EXERCISE:
Repeat the stretch of the records from the line containing "sign. Report a box for each matching region." through the end of the records, requests included, but shift every bounding-box coordinate in the answers up by 88. Leave the pictures out of your answer.

DATA SUPPLIED:
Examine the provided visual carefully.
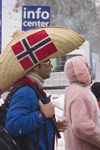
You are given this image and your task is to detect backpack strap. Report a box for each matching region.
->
[5,82,61,150]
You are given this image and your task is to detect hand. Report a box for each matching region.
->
[39,100,55,118]
[57,120,68,132]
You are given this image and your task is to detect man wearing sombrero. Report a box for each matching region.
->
[0,27,85,150]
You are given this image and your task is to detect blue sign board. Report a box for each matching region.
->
[22,6,50,31]
[0,0,2,54]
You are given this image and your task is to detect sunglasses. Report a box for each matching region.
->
[41,60,51,68]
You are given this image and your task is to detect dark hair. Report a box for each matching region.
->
[91,82,100,101]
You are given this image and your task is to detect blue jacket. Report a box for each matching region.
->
[5,87,53,150]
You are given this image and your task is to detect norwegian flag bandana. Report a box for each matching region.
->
[11,30,57,70]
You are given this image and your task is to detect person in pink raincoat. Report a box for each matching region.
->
[63,56,100,150]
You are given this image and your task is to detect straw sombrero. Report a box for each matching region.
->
[0,27,85,94]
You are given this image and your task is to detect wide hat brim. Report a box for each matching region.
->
[0,26,85,94]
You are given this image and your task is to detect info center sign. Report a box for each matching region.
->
[22,6,50,31]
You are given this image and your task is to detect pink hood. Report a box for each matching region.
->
[64,56,91,84]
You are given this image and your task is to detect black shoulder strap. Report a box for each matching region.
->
[5,82,61,149]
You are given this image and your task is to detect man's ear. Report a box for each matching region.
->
[32,65,39,71]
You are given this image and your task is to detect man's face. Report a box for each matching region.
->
[85,62,92,79]
[36,60,53,79]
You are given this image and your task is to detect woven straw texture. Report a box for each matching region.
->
[0,27,85,94]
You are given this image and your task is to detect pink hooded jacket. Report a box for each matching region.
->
[63,56,100,150]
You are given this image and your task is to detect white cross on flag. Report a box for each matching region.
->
[11,30,57,70]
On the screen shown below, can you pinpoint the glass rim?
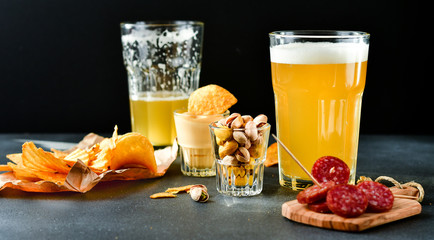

ANSWER TO THE PROBLEM:
You are given this image and your task is to detect info center sign. Report a box for each matching region.
->
[110,94,138,119]
You are given this image and your task is to detect pink hood. Report a box for each matching region.
->
[152,144,179,172]
You are given this image and your task is to detect black shoulder strap. Report a box for each matching region.
->
[93,170,149,237]
You are given this image and your task is to detect man's ear. Report a box for each matching region.
->
[120,153,127,159]
You are given this image and your task is to detect man's face. Report a box for each matching region.
->
[173,150,180,167]
[124,148,141,167]
You are given this image and your task is to detect woven straw texture. Report a box for each matching region.
->
[88,115,173,182]
You are given this image and your task is to detect pink hooded jacket. Report a box for each matching region.
->
[151,144,188,238]
You are given this image and your task is to detect white cross on flag. Report a box for each matching region.
->
[99,118,145,158]
On the screen shown below, can you pinpoint the glass rim?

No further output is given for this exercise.